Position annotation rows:
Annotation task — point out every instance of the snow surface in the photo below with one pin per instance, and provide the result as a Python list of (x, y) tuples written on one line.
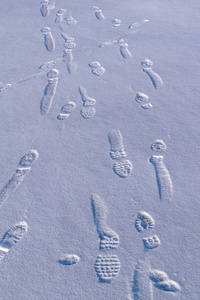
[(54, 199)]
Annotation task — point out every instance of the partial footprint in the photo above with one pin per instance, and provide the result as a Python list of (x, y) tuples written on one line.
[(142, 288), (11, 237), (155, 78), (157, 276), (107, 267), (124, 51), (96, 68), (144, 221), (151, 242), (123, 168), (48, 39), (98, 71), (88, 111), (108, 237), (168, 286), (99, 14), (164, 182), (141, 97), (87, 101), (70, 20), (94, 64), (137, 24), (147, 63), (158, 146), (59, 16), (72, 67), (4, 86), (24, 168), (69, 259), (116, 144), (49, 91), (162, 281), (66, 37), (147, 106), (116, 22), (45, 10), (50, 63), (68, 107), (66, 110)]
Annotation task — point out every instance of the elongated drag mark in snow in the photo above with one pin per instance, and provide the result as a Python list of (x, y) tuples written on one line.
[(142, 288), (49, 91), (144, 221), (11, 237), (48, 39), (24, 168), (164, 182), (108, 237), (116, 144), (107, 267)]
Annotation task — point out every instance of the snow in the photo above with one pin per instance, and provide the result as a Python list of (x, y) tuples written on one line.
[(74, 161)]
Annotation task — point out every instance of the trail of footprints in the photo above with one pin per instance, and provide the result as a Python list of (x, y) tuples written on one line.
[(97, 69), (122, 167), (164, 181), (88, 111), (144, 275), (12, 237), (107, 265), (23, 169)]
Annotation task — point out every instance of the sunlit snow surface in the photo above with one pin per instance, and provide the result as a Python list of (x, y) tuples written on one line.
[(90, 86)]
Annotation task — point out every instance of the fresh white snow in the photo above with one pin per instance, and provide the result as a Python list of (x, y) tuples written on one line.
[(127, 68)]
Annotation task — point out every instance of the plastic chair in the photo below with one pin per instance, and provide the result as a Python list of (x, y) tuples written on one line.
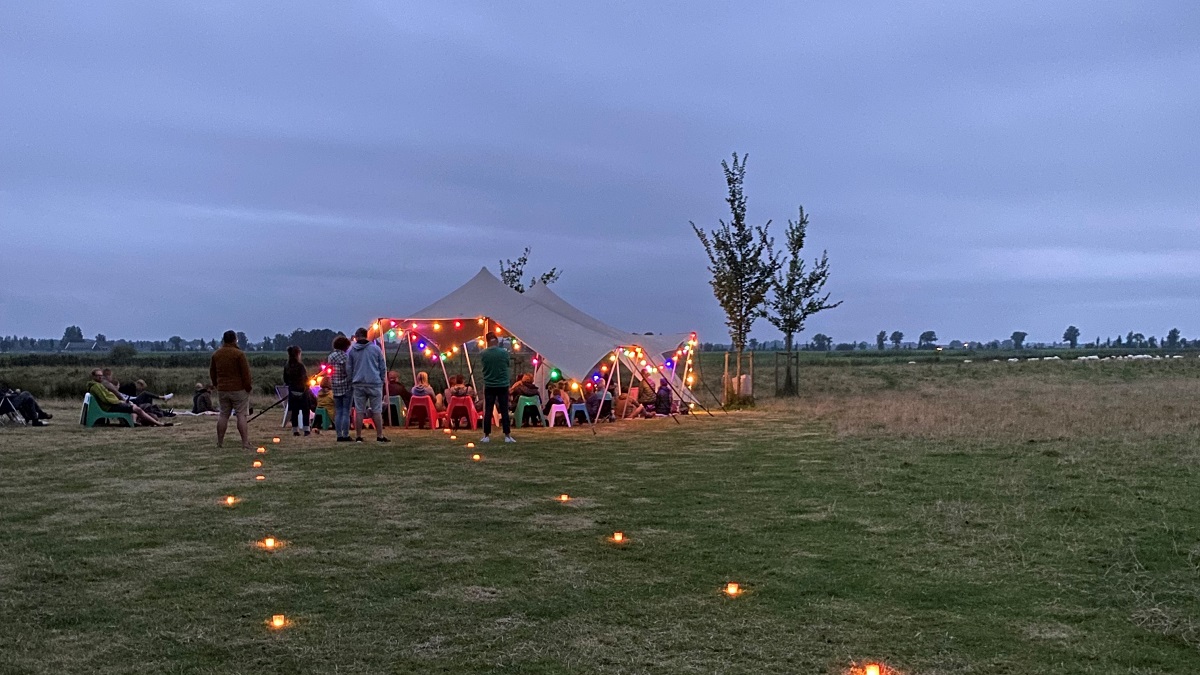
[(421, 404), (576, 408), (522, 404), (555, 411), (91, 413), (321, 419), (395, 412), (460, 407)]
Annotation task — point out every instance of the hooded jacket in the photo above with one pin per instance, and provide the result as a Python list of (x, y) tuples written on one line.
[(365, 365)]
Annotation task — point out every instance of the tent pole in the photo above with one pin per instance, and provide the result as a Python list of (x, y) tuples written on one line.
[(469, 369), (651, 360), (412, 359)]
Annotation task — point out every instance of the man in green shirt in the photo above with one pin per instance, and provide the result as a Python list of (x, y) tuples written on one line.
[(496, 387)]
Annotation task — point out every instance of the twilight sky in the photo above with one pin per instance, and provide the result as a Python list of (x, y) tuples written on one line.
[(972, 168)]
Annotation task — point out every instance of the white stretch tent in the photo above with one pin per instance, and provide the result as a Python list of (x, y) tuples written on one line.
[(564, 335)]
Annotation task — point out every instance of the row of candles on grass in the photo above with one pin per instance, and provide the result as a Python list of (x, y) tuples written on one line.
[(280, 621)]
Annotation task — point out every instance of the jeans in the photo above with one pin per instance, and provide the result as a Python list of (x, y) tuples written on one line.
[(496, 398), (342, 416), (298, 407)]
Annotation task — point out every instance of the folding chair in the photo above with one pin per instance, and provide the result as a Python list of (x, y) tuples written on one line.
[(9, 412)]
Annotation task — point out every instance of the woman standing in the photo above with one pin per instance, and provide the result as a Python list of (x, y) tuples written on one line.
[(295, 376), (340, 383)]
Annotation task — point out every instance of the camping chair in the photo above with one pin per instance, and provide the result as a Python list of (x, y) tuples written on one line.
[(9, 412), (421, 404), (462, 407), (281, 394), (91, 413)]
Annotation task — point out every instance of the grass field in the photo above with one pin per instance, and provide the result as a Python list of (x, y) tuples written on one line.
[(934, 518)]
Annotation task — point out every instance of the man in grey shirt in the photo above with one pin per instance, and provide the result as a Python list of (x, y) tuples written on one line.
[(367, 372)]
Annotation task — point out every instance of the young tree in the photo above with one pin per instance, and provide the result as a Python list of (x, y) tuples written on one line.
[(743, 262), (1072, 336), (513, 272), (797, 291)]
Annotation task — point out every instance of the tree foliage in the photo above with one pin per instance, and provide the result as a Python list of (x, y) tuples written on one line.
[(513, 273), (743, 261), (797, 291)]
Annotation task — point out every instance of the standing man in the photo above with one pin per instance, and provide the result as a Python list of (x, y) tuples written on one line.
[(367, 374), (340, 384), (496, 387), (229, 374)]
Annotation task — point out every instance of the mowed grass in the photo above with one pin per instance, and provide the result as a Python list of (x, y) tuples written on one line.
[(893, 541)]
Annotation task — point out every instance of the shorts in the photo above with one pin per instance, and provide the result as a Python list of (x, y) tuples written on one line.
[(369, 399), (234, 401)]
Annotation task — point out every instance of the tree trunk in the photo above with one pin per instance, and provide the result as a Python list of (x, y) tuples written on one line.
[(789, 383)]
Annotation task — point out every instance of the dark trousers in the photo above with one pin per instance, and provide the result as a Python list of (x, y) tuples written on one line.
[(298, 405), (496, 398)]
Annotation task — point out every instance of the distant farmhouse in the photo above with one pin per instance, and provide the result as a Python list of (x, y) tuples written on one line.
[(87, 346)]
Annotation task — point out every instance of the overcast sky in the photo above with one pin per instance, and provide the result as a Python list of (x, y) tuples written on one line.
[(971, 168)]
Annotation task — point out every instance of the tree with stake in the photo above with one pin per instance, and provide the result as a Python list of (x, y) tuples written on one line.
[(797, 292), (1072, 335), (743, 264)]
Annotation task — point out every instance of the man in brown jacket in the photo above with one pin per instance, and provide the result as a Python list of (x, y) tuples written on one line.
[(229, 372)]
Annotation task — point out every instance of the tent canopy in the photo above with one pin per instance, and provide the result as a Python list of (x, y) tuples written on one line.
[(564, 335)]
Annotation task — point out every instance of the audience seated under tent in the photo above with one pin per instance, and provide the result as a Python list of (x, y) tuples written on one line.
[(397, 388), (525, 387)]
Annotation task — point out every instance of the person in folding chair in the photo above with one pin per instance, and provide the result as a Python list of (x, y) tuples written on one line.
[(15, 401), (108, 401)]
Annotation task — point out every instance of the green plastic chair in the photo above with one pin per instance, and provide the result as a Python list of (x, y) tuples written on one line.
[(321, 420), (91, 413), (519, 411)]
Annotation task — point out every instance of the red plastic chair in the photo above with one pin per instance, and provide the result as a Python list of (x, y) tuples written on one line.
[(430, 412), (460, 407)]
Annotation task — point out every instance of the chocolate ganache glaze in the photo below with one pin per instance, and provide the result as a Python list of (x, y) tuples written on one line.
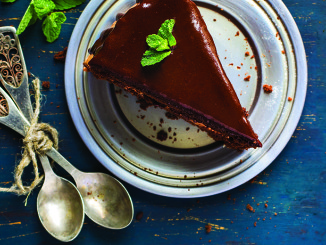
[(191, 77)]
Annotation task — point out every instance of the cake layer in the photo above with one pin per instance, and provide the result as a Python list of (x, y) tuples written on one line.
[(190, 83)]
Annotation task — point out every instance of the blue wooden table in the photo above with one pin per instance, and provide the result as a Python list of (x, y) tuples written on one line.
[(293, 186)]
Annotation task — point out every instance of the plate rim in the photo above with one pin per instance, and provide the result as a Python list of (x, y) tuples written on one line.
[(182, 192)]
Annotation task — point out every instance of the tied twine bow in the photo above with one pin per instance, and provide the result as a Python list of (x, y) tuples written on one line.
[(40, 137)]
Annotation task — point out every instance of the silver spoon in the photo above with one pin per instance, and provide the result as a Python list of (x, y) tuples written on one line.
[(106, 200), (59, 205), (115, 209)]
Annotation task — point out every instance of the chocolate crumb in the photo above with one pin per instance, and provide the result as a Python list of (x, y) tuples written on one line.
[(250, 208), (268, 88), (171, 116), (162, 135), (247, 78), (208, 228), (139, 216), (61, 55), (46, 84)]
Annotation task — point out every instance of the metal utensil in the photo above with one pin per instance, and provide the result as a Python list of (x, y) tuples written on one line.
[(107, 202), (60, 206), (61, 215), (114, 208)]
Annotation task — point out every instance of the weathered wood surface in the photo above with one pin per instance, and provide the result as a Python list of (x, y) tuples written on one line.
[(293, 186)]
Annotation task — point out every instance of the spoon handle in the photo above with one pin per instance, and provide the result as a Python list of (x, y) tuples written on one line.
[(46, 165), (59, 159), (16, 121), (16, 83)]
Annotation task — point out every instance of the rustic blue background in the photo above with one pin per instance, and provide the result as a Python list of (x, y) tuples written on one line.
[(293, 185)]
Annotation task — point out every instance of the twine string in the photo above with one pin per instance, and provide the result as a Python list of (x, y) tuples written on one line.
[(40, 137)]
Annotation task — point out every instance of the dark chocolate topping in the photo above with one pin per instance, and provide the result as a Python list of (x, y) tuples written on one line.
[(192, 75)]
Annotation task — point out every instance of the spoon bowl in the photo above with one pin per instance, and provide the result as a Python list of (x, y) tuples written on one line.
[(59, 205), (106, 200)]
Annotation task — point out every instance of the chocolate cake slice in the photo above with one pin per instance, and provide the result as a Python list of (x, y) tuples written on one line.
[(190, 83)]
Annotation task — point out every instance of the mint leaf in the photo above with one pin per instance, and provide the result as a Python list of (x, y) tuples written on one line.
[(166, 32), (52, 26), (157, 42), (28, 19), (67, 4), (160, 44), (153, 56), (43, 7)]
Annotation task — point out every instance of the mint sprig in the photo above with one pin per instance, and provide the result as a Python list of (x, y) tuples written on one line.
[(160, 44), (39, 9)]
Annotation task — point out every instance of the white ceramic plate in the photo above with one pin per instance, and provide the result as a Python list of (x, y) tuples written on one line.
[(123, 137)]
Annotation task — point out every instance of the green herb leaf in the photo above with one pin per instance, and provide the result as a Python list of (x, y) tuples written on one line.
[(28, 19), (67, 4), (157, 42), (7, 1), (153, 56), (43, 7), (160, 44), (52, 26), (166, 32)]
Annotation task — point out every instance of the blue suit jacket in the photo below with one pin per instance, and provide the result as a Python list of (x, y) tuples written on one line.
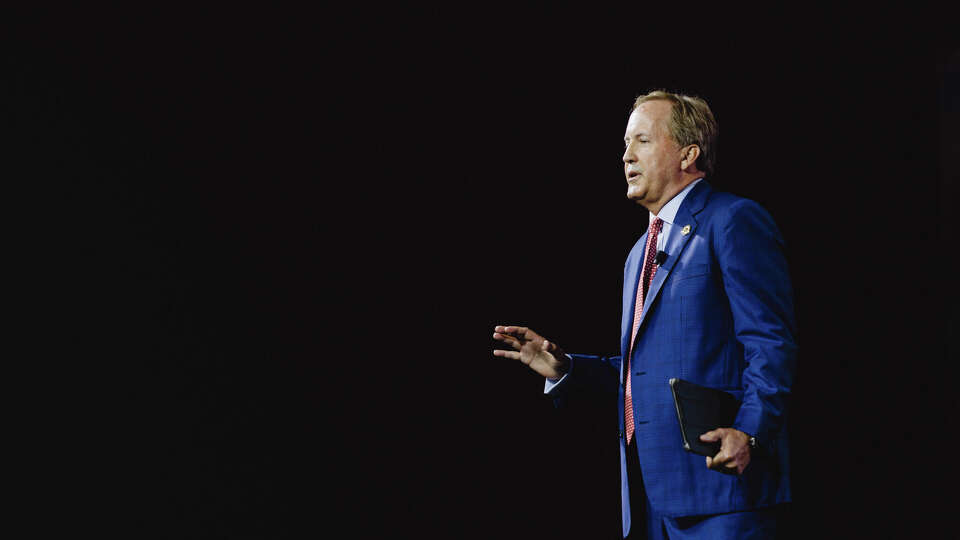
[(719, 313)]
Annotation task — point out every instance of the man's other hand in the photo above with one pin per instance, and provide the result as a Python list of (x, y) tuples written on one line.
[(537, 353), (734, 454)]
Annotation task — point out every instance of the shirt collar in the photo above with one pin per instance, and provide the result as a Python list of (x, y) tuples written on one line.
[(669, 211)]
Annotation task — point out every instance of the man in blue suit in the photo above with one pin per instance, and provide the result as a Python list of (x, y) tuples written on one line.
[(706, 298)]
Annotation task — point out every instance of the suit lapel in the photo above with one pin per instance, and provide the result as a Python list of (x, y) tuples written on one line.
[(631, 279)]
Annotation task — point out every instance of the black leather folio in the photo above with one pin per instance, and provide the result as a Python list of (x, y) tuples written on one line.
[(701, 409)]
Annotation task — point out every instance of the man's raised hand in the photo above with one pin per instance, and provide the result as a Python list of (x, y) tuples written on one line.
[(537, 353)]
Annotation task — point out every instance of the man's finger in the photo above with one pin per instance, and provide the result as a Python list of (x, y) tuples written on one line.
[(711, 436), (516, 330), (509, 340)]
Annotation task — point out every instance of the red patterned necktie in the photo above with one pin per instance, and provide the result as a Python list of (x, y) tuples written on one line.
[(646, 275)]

The task: Can you give the stretch from the line containing "Annotation task — point out every instance of the spoon handle" through the line containing "[(123, 137)]" again, switching "twine string" to "kitchen twine" and leaving everything else unchanged?

Written answer:
Annotation task — point out every instance of the spoon handle in the photo above with one pin per instance, and provide the result as a Python list of (x, y) tuples written on one line.
[(46, 165), (59, 159), (16, 121), (16, 83)]
Annotation task — point out every instance of the rustic blue background in the photo above with one pin per instance, and provide the result as a Python list of (x, y) tuples written on one line.
[(293, 185)]
Annotation task — point out every instance of the kitchen twine in the photo above with one pin per instance, and provide the result as a Python list of (x, y) tuples written on one line.
[(40, 137)]
Annotation task — point out every instance of the dark chocolate topping in the photo above with one pin per instance, and provide the result as a Python list of (x, y) tuples written on one line.
[(192, 75)]
Annotation task — point out every instance of the spoon bowl in the photo above with one pin per instance, and provide the result as a Python list of (x, y) tuples written on one line.
[(59, 205), (106, 200)]
Annotation task — point out every instance of the chocolate cake slice in the photo above with one pin per instance, and provide the result as a Python list of (x, y) tuples written on one line.
[(190, 83)]
Annotation task — point out every instance of the mint leaf in the photo above with one pin per instance, and provide the result as a Python list of (x, y) tuples written on one line.
[(166, 32), (52, 26), (157, 42), (28, 19), (67, 4), (160, 44), (153, 56), (43, 7)]
Annotation task — point out every instance of the mint sprig in the photo above with one pin per instance, and provide the result as a Python list of (x, y) tuples written on one line.
[(160, 44), (39, 9)]
Annotation task — point out every instance of the white ceramic plate in the photo above with one pin per instance, and provide the result as a Python list of (x, y) tuples written on one line.
[(123, 137)]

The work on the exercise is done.